# WORK ORDER
Take the lines below from the first through the one that contains "negative clicks: (264, 581) (357, 771)" and copy them exactly.

(Stored data entries)
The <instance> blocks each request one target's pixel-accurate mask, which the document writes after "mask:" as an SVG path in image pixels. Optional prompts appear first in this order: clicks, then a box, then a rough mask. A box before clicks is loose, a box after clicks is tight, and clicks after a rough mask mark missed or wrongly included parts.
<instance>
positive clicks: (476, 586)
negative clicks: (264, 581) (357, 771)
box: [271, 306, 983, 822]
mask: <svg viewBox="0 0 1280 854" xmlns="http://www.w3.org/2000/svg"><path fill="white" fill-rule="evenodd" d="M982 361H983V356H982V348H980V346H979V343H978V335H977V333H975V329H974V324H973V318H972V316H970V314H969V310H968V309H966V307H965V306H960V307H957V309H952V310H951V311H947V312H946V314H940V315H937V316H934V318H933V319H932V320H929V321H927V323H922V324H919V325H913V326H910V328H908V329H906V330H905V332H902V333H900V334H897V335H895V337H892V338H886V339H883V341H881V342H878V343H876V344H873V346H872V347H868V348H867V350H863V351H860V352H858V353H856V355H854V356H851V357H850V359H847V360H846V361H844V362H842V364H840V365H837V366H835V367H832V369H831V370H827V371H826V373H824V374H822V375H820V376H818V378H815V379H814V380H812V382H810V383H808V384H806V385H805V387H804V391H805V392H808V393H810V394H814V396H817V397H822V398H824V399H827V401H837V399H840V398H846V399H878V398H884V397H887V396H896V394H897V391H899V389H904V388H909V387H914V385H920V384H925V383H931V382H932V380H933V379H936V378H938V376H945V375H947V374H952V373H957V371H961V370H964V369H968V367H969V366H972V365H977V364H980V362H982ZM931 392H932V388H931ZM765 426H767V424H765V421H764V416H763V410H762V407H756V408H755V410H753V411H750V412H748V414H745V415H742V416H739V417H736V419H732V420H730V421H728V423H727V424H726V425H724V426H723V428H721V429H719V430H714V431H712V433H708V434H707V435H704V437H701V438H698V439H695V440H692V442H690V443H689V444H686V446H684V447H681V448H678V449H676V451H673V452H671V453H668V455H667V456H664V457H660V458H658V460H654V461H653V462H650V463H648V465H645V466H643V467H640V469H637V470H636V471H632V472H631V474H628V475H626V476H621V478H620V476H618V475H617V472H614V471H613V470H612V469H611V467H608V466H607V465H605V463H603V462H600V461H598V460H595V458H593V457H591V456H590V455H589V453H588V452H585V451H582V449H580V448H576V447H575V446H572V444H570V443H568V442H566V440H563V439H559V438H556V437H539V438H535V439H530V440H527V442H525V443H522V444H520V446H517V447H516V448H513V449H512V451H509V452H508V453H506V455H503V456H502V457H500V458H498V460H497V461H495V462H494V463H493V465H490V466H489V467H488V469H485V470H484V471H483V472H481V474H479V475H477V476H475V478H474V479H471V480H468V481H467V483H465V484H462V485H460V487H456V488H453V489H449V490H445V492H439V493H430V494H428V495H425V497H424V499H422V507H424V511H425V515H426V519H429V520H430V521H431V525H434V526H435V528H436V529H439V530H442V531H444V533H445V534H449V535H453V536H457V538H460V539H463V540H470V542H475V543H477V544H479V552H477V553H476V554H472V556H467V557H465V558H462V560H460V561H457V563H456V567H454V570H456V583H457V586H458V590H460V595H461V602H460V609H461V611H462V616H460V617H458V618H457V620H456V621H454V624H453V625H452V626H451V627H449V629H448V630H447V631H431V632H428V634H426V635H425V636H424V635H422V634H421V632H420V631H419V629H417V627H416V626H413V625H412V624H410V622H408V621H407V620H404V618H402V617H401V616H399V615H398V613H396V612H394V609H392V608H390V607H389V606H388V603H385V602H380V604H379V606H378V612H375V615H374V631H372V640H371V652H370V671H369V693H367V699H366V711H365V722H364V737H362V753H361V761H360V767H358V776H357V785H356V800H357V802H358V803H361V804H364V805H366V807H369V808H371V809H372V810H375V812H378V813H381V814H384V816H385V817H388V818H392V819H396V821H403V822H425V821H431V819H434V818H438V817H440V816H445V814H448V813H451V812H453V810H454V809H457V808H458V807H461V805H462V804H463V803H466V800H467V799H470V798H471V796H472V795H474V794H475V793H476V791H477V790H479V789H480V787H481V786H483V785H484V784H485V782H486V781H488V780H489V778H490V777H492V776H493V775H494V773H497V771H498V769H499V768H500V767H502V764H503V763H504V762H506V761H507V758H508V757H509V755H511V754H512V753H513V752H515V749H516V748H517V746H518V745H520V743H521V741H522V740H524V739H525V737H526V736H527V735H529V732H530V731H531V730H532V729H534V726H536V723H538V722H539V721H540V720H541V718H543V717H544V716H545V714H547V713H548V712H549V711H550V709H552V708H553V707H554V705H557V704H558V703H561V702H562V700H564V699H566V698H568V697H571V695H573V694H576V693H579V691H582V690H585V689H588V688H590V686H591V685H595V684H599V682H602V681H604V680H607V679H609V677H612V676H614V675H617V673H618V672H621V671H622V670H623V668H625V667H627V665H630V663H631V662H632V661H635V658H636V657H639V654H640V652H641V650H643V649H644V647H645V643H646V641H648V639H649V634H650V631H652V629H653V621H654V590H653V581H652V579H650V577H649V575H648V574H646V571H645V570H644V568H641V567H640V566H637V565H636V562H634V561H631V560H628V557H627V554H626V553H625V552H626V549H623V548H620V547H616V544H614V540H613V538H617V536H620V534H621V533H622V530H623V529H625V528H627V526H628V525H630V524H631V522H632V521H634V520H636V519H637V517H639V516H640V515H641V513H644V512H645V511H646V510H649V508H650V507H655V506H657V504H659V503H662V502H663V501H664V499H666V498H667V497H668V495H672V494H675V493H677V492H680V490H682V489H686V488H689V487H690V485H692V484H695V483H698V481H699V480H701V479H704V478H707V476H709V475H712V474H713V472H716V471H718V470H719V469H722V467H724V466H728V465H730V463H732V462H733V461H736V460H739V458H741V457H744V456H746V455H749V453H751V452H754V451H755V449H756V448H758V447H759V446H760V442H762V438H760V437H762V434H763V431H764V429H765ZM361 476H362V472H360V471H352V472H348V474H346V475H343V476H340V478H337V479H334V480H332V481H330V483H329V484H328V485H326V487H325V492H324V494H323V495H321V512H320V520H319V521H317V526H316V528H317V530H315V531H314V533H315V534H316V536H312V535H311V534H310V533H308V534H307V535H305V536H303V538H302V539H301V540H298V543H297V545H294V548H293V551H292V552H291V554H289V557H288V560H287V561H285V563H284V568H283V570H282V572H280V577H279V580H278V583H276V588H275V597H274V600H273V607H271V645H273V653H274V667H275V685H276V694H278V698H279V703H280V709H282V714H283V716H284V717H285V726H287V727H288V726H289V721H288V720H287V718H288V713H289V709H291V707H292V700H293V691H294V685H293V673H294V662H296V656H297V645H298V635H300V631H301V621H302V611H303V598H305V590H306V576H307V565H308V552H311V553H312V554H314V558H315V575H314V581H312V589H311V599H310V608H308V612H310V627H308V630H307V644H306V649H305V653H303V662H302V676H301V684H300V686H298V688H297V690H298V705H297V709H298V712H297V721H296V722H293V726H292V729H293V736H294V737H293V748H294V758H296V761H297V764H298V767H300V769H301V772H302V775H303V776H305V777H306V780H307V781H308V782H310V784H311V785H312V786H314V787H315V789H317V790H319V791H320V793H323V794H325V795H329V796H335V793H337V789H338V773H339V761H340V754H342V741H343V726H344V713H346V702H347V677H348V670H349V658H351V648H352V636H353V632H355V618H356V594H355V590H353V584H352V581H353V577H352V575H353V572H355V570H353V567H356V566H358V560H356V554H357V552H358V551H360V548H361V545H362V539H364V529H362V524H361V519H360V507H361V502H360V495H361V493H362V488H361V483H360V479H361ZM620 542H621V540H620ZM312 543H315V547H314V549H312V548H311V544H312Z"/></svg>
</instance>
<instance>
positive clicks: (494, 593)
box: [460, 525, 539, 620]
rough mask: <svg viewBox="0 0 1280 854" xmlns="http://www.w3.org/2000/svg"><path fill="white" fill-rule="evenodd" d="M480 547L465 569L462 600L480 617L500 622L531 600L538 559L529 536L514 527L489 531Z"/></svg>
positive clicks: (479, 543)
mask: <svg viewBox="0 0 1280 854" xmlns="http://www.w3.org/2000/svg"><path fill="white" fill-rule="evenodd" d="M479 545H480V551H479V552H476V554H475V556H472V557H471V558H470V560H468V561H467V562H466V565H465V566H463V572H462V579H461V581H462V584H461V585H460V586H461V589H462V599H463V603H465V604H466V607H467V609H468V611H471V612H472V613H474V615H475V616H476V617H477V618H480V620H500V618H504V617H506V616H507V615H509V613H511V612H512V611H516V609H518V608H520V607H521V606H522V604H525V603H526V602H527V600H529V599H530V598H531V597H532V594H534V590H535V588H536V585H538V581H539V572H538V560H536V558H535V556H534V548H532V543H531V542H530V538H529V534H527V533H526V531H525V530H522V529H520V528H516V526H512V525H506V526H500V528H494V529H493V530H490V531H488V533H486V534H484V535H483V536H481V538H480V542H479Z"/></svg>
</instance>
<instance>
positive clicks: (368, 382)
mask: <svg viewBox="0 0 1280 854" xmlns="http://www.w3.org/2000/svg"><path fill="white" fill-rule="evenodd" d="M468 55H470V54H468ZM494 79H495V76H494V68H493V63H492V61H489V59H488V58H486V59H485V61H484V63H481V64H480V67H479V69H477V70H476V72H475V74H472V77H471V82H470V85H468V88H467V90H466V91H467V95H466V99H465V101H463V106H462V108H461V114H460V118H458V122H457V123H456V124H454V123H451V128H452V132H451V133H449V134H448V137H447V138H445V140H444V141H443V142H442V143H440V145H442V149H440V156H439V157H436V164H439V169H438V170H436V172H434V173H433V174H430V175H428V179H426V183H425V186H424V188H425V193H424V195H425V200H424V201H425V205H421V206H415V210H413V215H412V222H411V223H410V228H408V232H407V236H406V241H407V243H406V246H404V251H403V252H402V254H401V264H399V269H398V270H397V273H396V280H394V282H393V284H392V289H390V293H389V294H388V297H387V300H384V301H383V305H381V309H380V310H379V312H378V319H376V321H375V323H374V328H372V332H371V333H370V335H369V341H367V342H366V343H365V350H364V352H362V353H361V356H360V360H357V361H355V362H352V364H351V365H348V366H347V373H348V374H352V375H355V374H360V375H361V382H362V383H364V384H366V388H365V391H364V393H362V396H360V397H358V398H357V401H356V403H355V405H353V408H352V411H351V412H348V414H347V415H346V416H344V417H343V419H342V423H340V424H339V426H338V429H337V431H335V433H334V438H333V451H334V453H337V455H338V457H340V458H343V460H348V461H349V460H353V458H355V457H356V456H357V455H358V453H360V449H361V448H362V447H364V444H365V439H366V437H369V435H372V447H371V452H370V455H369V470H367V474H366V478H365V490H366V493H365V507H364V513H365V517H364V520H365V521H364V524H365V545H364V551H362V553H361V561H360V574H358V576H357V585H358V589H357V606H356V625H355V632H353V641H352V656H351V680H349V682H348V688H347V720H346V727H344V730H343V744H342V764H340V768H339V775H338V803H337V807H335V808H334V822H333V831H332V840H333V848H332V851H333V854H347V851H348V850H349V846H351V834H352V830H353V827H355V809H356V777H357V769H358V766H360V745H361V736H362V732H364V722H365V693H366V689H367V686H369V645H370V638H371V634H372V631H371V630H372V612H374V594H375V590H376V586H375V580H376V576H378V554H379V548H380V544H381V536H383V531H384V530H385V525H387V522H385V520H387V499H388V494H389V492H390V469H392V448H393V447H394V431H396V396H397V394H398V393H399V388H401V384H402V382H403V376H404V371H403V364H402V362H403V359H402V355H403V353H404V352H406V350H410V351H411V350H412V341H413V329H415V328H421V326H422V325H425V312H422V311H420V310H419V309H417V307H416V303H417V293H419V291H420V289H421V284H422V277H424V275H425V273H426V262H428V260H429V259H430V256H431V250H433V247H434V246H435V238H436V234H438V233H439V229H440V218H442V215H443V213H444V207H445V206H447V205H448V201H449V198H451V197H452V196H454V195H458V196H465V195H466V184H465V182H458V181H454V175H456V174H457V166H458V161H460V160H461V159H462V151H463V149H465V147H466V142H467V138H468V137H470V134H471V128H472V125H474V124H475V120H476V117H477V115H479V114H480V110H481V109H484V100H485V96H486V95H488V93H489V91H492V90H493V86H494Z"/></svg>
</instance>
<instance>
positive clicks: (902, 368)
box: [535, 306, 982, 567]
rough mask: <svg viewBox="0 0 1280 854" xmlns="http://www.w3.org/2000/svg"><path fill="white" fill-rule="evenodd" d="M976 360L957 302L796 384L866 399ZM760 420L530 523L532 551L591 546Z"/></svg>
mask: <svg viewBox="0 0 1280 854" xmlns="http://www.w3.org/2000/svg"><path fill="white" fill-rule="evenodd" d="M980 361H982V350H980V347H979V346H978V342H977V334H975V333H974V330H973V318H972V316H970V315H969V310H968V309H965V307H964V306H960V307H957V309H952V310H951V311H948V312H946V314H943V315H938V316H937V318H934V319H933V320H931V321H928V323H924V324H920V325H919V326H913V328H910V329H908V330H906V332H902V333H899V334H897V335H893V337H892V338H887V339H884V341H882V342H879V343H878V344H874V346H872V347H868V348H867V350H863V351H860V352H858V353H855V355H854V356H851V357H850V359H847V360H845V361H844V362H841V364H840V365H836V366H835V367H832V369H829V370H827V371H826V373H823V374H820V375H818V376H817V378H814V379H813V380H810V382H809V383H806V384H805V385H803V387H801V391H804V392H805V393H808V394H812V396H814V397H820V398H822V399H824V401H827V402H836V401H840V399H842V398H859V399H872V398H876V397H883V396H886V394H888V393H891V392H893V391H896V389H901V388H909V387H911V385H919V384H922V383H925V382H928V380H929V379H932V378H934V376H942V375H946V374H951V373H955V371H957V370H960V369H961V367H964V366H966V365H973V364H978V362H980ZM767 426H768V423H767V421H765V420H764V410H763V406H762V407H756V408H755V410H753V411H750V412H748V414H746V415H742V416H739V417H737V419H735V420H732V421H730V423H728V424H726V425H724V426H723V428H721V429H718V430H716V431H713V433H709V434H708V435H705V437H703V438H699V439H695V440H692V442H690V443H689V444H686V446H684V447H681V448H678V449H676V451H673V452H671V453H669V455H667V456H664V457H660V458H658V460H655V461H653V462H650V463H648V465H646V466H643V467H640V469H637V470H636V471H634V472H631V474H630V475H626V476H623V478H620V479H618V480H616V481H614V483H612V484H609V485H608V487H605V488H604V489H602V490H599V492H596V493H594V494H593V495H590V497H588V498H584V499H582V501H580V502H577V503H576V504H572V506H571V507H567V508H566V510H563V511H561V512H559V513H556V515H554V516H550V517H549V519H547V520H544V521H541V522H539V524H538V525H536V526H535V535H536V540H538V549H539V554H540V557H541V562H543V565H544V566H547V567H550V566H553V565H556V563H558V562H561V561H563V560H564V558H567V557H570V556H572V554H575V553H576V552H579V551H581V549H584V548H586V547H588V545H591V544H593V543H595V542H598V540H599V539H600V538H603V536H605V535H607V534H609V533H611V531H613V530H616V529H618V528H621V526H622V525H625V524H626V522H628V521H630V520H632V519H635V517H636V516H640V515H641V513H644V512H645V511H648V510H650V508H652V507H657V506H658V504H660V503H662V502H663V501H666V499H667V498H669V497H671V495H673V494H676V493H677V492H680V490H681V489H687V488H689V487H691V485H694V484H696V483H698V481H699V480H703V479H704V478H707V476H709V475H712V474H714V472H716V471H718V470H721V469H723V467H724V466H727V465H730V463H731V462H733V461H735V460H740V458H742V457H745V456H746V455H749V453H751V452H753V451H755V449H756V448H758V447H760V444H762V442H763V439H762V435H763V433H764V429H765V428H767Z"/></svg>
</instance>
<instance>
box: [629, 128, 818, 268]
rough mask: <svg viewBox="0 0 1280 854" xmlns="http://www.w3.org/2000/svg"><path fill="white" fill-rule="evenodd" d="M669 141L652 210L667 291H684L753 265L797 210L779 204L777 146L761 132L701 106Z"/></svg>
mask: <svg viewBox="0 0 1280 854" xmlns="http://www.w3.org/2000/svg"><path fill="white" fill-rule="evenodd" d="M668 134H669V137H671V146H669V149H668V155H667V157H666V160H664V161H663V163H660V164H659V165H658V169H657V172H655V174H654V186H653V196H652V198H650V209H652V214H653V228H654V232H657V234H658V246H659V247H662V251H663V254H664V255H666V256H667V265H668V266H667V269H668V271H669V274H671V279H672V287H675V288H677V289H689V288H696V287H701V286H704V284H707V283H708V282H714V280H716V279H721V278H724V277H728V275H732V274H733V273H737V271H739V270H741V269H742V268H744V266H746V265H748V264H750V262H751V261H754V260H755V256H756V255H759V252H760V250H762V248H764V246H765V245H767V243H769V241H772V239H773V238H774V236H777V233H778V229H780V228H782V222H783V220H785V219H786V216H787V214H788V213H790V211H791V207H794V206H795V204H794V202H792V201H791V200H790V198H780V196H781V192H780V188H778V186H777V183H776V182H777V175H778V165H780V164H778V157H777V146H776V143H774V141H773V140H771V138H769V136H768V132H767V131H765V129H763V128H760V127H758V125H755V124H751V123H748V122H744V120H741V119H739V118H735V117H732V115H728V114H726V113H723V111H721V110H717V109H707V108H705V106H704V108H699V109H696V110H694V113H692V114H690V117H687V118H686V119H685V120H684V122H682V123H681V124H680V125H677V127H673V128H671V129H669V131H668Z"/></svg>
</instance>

# ANSWER BOX
The <instance> blocks each request one target's pixel-accurate mask, which the document writes after "mask:" as an SVG path in image pixels. Optional prompts appear first in this order: clicks, then a box, then a rough mask. A box before clicks is loose, a box after clicks is tight, and clicks after a rough mask mark missed or wrongly included parts.
<instance>
positive clicks: (476, 586)
negative clicks: (264, 581) (357, 771)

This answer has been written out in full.